Text provided →
________

Kathleen Flenniken's poems have appeared in Poetry, The Iowa Review, The Southern Review, Farm Pulp, Prairie Schooner, The Writer’s Almanac, and Poetry Daily. She is the recipient of a 2005 Literary Fellowship from the National Endowment for the Arts, and a 2003 Literary Fellowship from Artist Trust, along with grants from Artist Trust and Seattle Office of Arts and Culture. In 2002 she was a Jack Straw Writer. Her first collection of poems, Famous, winner of the 2005 Prairie Schooner Prize, was released by University of Nebraska Press in 2006 and named a 2007 Notable Book of the Year by the American Library Association (ALA) and a finalist for the Washington State Book Award. Flenniken received a 2008 GAP Award from Artist Trust for her second manuscript, Atomic City.
Kathleen is a co-editor and president of Floating Bridge Press, an all-volunteer non-profit press dedicated to publishing Washington State poets. She’s taught poetry in the schools through the Washington State Arts Commission, Writers in the Schools, Powerful Partners, Northwest School, and led poetry workshops for students of all ages.
I came to poetry late, after earning B.S. and M.S. degrees in Civil Engineering from Washington State University and University of Washington, and working eight years as an engineer and hydrologist, three on the Hanford Nuclear Reservation. I started writing when I quit work to stay home with our children. I took a night class in poetryand I’ve taken it seriously ever since. I completed my MFA in Creative Writing from Pacific Lutheran University in 2007.
For years my subject has been my daily domestic life. I saw myself as a natural historian of interiors. This is the focus of Famous. In 2004 I started (without recognizing it at first) a very different project, and for the last four years I have written almost exclusively about Hanford, where plutonium was produced for 40 years, and its bedroom community, my home town, Richland, Washington. Atomic City, the resulting full-length manuscript, is part memoir, part history lesson, part cautionary tale, part quest. It is fueled as much by the disastrous policies and secrets perpetrated by the Bush administration as it is by the troubling history of Hanford. I’ve learned enormously from a sustained examination of one all-consuming subject. But slowly I’m emerging from my work on Hanford and writing again on a variety of American themes.

________

Problems and tasks →
- a) Answer these questions using the text on Kathleen Flenniken:
(i) Which publisher released Famous?
(ii) For how many years did she work as an engineer and hydrologist?
(iii) What town is named as Hanford's bedroom community?
- b) Quote the text on Kathleen Flenniken from "Kathleen is a" up to and including "of all ages.".
- c) According to the text on Kathleen Flenniken, what fueled the manuscript Atomic City? Answer in one to three sentences.

Raw data →
________

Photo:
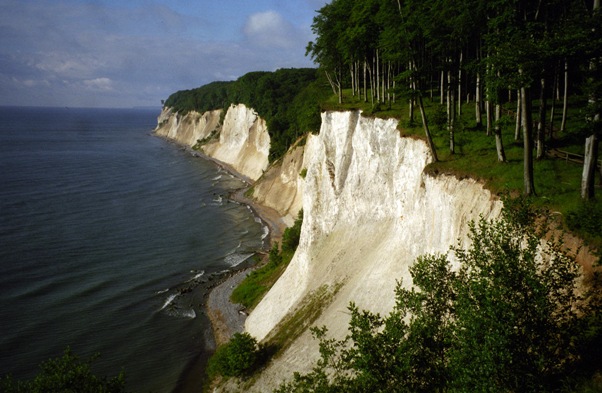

________

Response list →
- a)
(i) University of Nebraska Press
(ii) Eight years
(iii) Richland, Washington

- b)
Kathleen is a co-editor and president of Floating Bridge Press, an all-volunteer non-profit press dedicated to publishing Washington State poets. She’s taught poetry in the schools through the Washington State Arts Commission, Writers in the Schools, Powerful Partners, Northwest School, and led poetry workshops for students of all ages.

- c) Atomic City is fueled as much by the disastrous policies and secrets perpetrated by the Bush administration as by the troubling history of Hanford, where plutonium was produced for 40 years.